▸ **Work item**:
The answer must consist of every record, printed exactly as it stands.
### Working data ###
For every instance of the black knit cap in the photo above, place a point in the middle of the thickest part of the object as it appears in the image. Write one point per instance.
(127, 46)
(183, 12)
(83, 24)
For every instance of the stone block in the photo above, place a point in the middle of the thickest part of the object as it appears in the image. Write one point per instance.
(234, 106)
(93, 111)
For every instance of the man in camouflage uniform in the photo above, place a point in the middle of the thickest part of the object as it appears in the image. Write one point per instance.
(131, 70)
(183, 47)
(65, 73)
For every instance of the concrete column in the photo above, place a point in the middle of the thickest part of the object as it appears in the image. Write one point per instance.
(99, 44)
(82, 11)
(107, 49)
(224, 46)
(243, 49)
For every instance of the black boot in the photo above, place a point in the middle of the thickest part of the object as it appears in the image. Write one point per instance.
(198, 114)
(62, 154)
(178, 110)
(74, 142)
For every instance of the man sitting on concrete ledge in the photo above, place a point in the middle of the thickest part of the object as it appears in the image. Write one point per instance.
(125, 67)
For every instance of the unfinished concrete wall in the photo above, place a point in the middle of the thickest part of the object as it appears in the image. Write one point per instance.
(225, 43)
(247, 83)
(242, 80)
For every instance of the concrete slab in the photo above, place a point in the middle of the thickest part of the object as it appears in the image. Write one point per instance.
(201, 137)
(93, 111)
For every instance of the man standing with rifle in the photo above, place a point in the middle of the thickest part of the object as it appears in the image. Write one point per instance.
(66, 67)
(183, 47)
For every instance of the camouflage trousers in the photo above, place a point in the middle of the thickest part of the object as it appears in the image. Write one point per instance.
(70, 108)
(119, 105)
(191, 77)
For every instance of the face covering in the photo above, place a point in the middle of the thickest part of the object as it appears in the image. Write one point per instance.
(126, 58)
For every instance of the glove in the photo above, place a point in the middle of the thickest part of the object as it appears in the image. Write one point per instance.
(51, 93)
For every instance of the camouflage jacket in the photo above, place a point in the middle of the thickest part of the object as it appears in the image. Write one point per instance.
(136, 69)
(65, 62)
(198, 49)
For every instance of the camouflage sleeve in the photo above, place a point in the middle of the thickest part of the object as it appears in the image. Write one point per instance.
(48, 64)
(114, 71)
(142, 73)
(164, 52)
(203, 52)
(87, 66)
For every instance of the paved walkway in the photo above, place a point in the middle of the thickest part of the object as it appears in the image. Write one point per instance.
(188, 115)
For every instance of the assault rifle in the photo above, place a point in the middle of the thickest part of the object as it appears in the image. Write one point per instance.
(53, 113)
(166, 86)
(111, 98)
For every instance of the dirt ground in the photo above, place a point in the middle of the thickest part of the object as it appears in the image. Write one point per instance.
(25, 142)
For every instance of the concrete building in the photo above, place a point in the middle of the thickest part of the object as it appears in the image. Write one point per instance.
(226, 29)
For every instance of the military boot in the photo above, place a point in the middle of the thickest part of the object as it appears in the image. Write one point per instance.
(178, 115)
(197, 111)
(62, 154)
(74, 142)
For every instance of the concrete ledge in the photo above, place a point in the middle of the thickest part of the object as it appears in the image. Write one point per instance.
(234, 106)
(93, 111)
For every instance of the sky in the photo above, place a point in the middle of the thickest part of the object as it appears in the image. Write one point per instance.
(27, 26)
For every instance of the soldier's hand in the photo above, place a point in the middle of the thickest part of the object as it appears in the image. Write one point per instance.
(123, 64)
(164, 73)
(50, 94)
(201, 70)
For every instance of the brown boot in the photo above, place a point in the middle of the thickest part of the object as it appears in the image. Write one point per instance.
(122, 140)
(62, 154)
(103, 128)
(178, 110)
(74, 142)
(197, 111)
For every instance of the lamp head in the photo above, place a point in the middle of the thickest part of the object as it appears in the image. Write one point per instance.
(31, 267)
###
▸ **Completed task**:
For every instance of the black knit cap in the photo above, place a point in the middle of the thickest part of the object as it appears in the image. Write one point per instance.
(127, 46)
(183, 12)
(83, 24)
For every instance of the stone block in the photo above, place a point in the middle of the thickest part of the object as it appears in the image. Write one point per instance.
(234, 106)
(93, 111)
For every instance of the man in camouflage uniform in the photo above, place a point in the middle of the thickest part of the object as it appears in the image. Write one point per instance.
(131, 70)
(183, 47)
(65, 73)
For every instance of the concrete column in the photo above, place a point in the middle of the thickest part of the object as it appears in the image. Write one point per instance.
(99, 44)
(82, 11)
(107, 49)
(224, 46)
(243, 49)
For every instance of the black boot in the photo above, place a point in the middle of the thickest part of the object as it appears in the image. Write one point per instance.
(198, 114)
(62, 154)
(178, 110)
(74, 142)
For every instance of the man sitting on concrete ledge in the photo above, place a point in the middle of the thickest part of the object as it appears in the image. Write one point per instance.
(125, 67)
For every instance of the unfinished concrete wall in the photo above, place a point in the middle of the thickest part of the object as it appears in the image. Write one point per instance.
(225, 43)
(247, 83)
(242, 80)
For every instance of the concrete slab in the photo above, place a point in the middle of the thickest part of the object as it appears in the image. Write one point per instance.
(201, 137)
(93, 111)
For every instance of the man standing with rifle in the photo above, place a point in the middle of the thickest part of the object as it appears in the image. Write one point per instance.
(66, 67)
(183, 47)
For every instance of the camouflage trousers in the photo above, place a point in the middle of the thickest part of the object as it appears in the image. Write one point per instance.
(70, 108)
(119, 105)
(191, 77)
For every instance of the face covering in the photo above, place a point in the middle of the thickest part of the object as it appears in the image. Write one point per instance.
(126, 58)
For every instance of the glove in the photo above, place a point in the middle of the thickest part of the object as it appears in the image. Write one point per instance.
(51, 93)
For every instance of the camouflage jacket in the photo above, place a point in the middle of the thickest part of the object as it appears in the image. Write one point per instance.
(136, 69)
(65, 62)
(198, 49)
For every instance of the camouflage sleeve in the photo above, place a point in the middle of the thickest part of the object as it appears in the image. Write one point per instance.
(48, 64)
(114, 71)
(142, 73)
(164, 52)
(203, 52)
(87, 66)
For every instance of the paved walkway in the photo above, place a point in the middle of the thickest part of the object as it appears in the image. Write one point per instance.
(188, 115)
For every instance of the assault rifle in the photo above, place a point in the middle of the thickest part of the object as it appears in the image. Write one point per instance.
(53, 113)
(166, 86)
(111, 98)
For every instance of the dirt ground in the photo above, place a point in the middle of the thickest part of the object as it appears in the image. Write one point per instance.
(25, 142)
For every instance of the concrete building in the photo above, place a point in the middle of the thickest part of the object as it appears in the image. Write one point per instance.
(226, 29)
For every instance of the military boot in the photo above, place a point in the middle of the thickest part of the object as it appears in the image. Write one point per instance.
(178, 115)
(197, 111)
(62, 154)
(74, 142)
For every instance of the concrete ledge in the photo above, place a point in the middle of the thickest part of the object as it appears in the image. Write one point per instance.
(234, 106)
(93, 111)
For every instance of the sky in the photo above, place a point in the middle of the thickest part of the object as it appears in the image. Write one point per instance.
(27, 26)
For every instance of the soldier's hand in the photo above, place a point in the middle of the thickest part of the object as it appears in the image. Write one point per instance.
(123, 64)
(164, 73)
(50, 94)
(201, 70)
For every instance of the brown boot in the photo above, place a point in the middle of the thickest part of the object as it appears in the image. Write one point per instance.
(122, 140)
(62, 154)
(103, 128)
(178, 110)
(74, 142)
(197, 111)
For every instance of the lamp head in the photo above, place a point in the middle of the thickest part of the object as it appears in the image. Write one point per instance.
(31, 267)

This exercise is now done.